[Image point grounding data]
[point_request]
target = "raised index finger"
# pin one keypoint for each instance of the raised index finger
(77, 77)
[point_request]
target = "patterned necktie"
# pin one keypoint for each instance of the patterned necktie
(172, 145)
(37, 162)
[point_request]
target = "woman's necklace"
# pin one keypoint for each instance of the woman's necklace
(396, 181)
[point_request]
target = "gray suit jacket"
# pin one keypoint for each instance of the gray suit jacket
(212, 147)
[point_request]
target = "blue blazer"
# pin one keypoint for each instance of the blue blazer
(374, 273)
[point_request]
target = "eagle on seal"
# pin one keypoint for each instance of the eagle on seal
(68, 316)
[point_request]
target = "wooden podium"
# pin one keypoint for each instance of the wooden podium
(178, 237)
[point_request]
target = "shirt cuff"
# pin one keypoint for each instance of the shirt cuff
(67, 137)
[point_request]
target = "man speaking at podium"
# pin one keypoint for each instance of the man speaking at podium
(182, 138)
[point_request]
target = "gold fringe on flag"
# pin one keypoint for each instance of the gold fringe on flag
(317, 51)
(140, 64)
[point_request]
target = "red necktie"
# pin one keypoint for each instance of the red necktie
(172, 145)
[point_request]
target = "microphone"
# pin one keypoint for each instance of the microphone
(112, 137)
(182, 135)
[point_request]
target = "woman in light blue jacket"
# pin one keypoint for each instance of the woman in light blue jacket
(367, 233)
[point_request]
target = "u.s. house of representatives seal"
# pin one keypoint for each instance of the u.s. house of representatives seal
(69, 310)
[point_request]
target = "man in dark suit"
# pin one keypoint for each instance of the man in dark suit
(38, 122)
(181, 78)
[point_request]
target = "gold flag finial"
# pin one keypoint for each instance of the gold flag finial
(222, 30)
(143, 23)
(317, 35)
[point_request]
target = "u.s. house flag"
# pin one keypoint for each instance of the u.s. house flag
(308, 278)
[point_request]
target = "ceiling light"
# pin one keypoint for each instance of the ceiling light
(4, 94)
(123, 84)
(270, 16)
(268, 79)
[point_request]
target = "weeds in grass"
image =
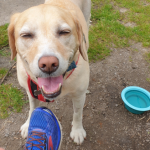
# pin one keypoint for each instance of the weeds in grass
(3, 71)
(10, 100)
(108, 30)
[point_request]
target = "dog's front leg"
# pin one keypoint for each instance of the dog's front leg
(78, 133)
(33, 104)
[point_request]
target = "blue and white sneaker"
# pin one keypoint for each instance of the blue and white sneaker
(44, 131)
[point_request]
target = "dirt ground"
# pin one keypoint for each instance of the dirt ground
(108, 124)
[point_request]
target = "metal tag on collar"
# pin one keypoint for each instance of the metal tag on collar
(72, 66)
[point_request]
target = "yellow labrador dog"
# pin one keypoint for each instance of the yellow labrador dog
(51, 43)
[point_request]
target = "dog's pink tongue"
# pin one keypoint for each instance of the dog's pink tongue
(50, 84)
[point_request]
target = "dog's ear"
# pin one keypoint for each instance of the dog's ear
(11, 32)
(82, 41)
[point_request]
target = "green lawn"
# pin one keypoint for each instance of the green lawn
(10, 100)
(108, 28)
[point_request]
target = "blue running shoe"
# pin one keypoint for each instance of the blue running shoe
(44, 131)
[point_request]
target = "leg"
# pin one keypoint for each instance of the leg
(33, 104)
(78, 133)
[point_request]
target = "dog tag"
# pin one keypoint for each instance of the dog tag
(36, 92)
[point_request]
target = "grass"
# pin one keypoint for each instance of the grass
(3, 71)
(108, 28)
(10, 100)
(3, 36)
(5, 51)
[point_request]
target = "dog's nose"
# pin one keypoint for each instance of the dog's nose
(48, 64)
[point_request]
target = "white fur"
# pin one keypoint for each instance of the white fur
(76, 85)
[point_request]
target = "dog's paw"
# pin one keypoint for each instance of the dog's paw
(78, 135)
(24, 130)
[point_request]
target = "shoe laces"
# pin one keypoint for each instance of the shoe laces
(41, 140)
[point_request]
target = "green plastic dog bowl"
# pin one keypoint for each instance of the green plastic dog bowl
(136, 99)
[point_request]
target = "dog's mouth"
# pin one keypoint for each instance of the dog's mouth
(51, 86)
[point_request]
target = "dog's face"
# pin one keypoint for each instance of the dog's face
(46, 38)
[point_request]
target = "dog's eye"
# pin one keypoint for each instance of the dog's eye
(27, 35)
(64, 32)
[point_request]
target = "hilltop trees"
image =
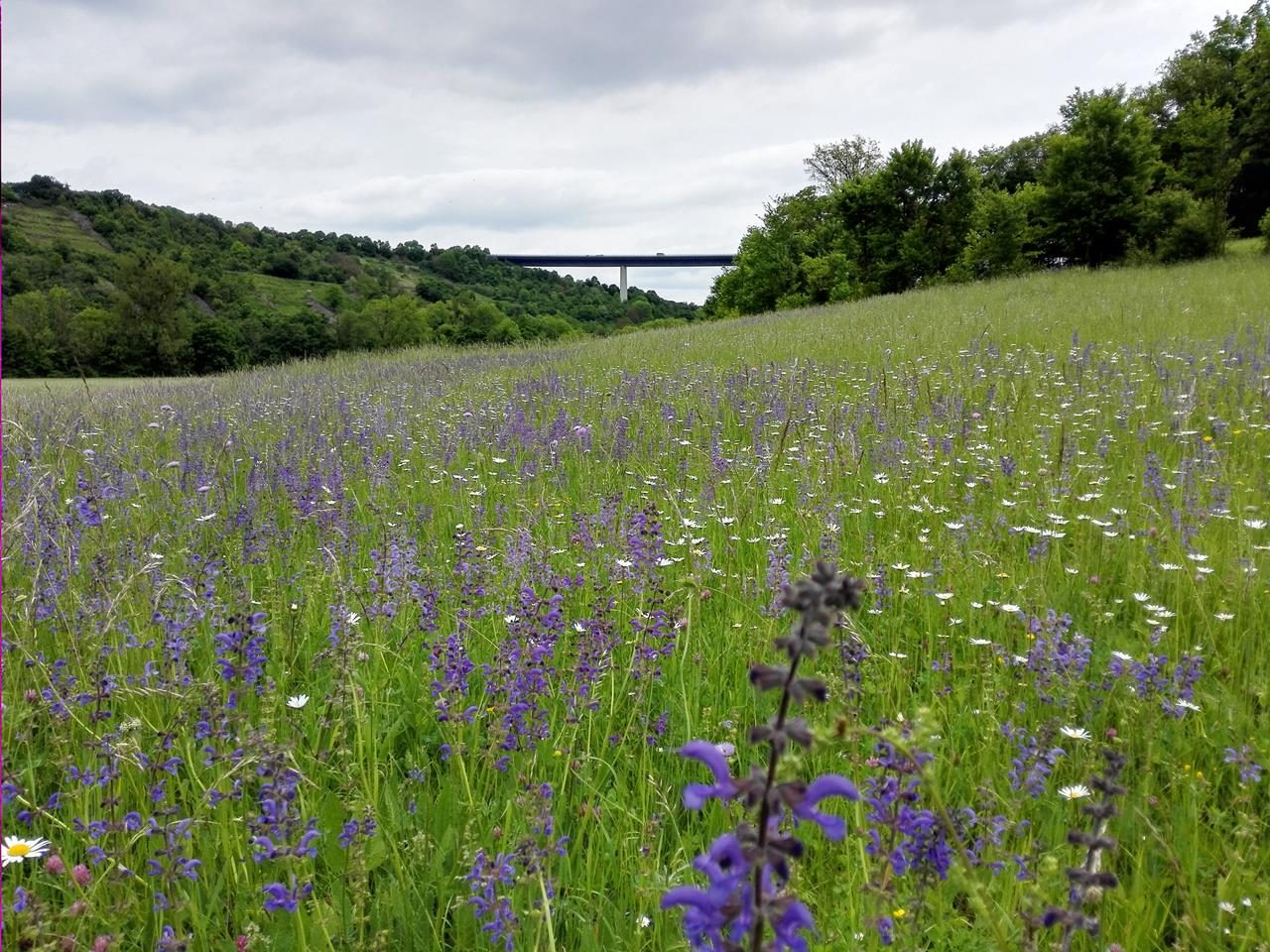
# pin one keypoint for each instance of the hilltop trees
(128, 289)
(1096, 177)
(1160, 175)
(835, 163)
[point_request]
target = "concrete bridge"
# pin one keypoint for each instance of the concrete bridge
(622, 262)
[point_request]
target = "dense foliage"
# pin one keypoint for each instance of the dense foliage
(98, 284)
(1162, 175)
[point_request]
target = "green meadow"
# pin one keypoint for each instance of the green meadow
(398, 652)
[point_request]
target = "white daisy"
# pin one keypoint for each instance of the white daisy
(16, 849)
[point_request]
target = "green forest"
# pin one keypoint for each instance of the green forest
(1166, 173)
(96, 284)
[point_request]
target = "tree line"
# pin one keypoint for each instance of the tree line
(1164, 175)
(127, 289)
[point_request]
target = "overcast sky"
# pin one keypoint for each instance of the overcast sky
(548, 127)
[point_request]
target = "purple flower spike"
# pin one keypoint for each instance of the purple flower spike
(795, 918)
(695, 794)
(828, 785)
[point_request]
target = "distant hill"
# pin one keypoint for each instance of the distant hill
(98, 284)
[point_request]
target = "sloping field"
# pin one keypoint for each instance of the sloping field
(399, 653)
(49, 226)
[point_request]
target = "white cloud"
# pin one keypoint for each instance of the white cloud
(574, 126)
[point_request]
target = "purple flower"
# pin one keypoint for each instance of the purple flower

What you need to do
Line by line, write out the data above exactly, without the pictures.

Task response
[point_request]
target = "raised index finger"
# pin one keypoint for each instance of the raised index finger
(77, 77)
[point_request]
target = "patterned necktie"
# pin one keypoint for each instance of the patterned necktie
(172, 145)
(37, 162)
[point_request]
target = "woman's necklace"
# pin one keypoint for each instance of the woman's necklace
(396, 181)
[point_request]
target = "gray suit jacket"
# pin one keypoint for each instance of the gray suit jacket
(212, 147)
[point_request]
target = "blue blazer"
# pin one keypoint for each instance of the blue blazer
(374, 273)
[point_request]
target = "eagle on seal"
# pin one keypoint for each instance of the eagle on seal
(68, 316)
[point_request]
target = "wooden podium"
# pin one keypoint for each instance of the wooden podium
(178, 237)
[point_request]
target = "shirt cuff"
# pin one keypoint for each instance of the shirt cuff
(67, 137)
[point_request]
target = "man speaking at podium"
# pin one keypoint for each instance of the man speaking at podium
(182, 138)
[point_request]
target = "gold fringe on flag"
# pin one keypoint for each instance of the gold fringe on flag
(317, 51)
(140, 64)
[point_request]
target = "red necktie"
# pin one keypoint for each instance of the red necktie
(172, 145)
[point_request]
target = "microphone"
# pin one keypoint for each instance of the microphone
(112, 137)
(182, 135)
[point_request]
target = "woman in light blue jacket"
# pin one keypoint for each instance of the woman in light blue jacket
(367, 233)
[point_request]
target = "u.s. house of representatives seal"
# pin one keypoint for each instance of the u.s. house of representatives seal
(69, 310)
[point_request]
target = "man in dark suit"
# pin one keypoint for each instance of the man in dark suit
(38, 122)
(181, 78)
[point_request]
target = "gold flag finial"
# pin one keypoint for each instance of the gold flag finial
(222, 30)
(143, 23)
(317, 35)
[point_request]
target = "u.s. house flag"
# pin one keypoint for each instance of the u.s. house flag
(308, 278)
[point_request]
target = "ceiling light"
# pin one keypoint for each instance of the ceiling light
(4, 94)
(123, 84)
(270, 16)
(268, 79)
[point_request]
target = "weeds in grass"
image =
# pin one keypoint for each instance of the weeds in grass
(3, 71)
(10, 100)
(108, 30)
[point_request]
target = "dog's front leg"
# pin one keypoint for each instance of the dog's front leg
(78, 133)
(33, 104)
[point_request]
target = "blue and white sneaker"
# pin one keypoint for each instance of the blue and white sneaker
(44, 131)
[point_request]
target = "dirt ground"
# pin one keypoint for each instance of the dirt ground
(108, 124)
[point_request]
target = "metal tag on collar"
# pin one keypoint for each instance of the metal tag on collar
(72, 66)
[point_request]
target = "yellow labrador dog"
# pin one keypoint for each instance of the yellow labrador dog
(51, 43)
[point_request]
target = "dog's pink tongue"
# pin one keypoint for each instance of the dog's pink tongue
(50, 84)
[point_request]
target = "dog's ear"
# pin one keypoint for each instance of the dog's ear
(11, 32)
(82, 41)
[point_request]
target = "green lawn"
# pin one keypoint for each instance of the green lawn
(10, 100)
(108, 28)
[point_request]
target = "blue running shoe"
# pin one keypoint for each instance of the blue running shoe
(44, 131)
[point_request]
target = "leg"
# pin one keypoint for each instance of the leg
(33, 104)
(78, 133)
[point_request]
target = "dog tag"
# pin one keypoint for each instance of the dog tag
(36, 92)
[point_request]
target = "grass"
# pin one keypoint for each instance of the grass
(3, 71)
(108, 28)
(10, 100)
(3, 36)
(5, 51)
[point_request]
target = "dog's nose"
# pin one keypoint for each instance of the dog's nose
(48, 64)
[point_request]
target = "white fur"
# pin one keypoint for each instance of the white fur
(76, 85)
[point_request]
target = "dog's paw"
# pin one keypoint for each instance of the dog's paw
(78, 135)
(24, 130)
[point_request]
target = "shoe laces"
# pin one keypoint for each instance of the shoe laces
(41, 140)
[point_request]
target = "green plastic dog bowl"
# pin one keypoint for each instance of the green plastic dog bowl
(136, 99)
[point_request]
target = "dog's mouth"
# pin one keypoint for each instance of the dog's mouth
(51, 86)
[point_request]
target = "dog's face"
# pin one keypoint for each instance of the dog's face
(46, 38)
[point_request]
target = "dog's eye"
# pin one keypoint for each instance of the dog's eye
(27, 35)
(64, 32)
[point_request]
target = "hilltop trees"
image =
# pin one keypoint for each instance of the hilltop trees
(128, 289)
(1096, 177)
(1160, 175)
(835, 163)
[point_request]
target = "concrete bridge"
# pin one keypoint for each instance of the concrete bridge
(622, 262)
[point_request]
target = "dense foliage"
# pin one keypoint for each instance of the dense foliage
(98, 284)
(1162, 175)
[point_request]
target = "green meadow"
# pin one keypoint for each instance of the green meadow
(398, 652)
[point_request]
target = "white daisy"
# pin one keypoint for each instance of the white daisy
(16, 849)
[point_request]
target = "green forest"
# pin one keypoint for each instance of the green forest
(1166, 173)
(96, 284)
[point_request]
target = "tree line"
# pin one keypoint for each instance of the tree line
(1164, 175)
(127, 289)
[point_request]
target = "overcast sky"
# pin one keypoint for each instance of the overcast sky
(548, 127)
[point_request]
target = "purple flower spike"
# pin one keypoint for each instance of the purple flower spike
(795, 918)
(695, 794)
(828, 785)
[point_request]
target = "distant hill"
# pin one keypoint for each instance of the distant hill
(98, 284)
[point_request]
target = "sloping field"
# pin one keypoint for each instance of the sloping field
(399, 653)
(49, 226)
[point_request]
target = "white cloud"
# pin one keypoint for each instance of the white cloud
(574, 126)
[point_request]
target = "purple flower"
# pin one keypoint for each instance of the purple flower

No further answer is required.